Start of Dataset records

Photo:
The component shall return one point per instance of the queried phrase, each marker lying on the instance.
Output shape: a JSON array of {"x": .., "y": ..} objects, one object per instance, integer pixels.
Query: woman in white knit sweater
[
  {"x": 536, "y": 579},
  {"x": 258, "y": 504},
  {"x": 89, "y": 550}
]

End of Dataset records

Short exercise:
Update these lines so that every "instance" becomes "occurrence", and leave everything else unchanged.

Correct output:
Photo:
The component shall return one point per occurrence of the queried phrase, each marker lying on the occurrence.
Output shape: a JSON array of {"x": .., "y": ..} objects, one object per occurrence, integer pixels.
Query: woman in white knit sweater
[
  {"x": 536, "y": 579},
  {"x": 258, "y": 504},
  {"x": 89, "y": 550}
]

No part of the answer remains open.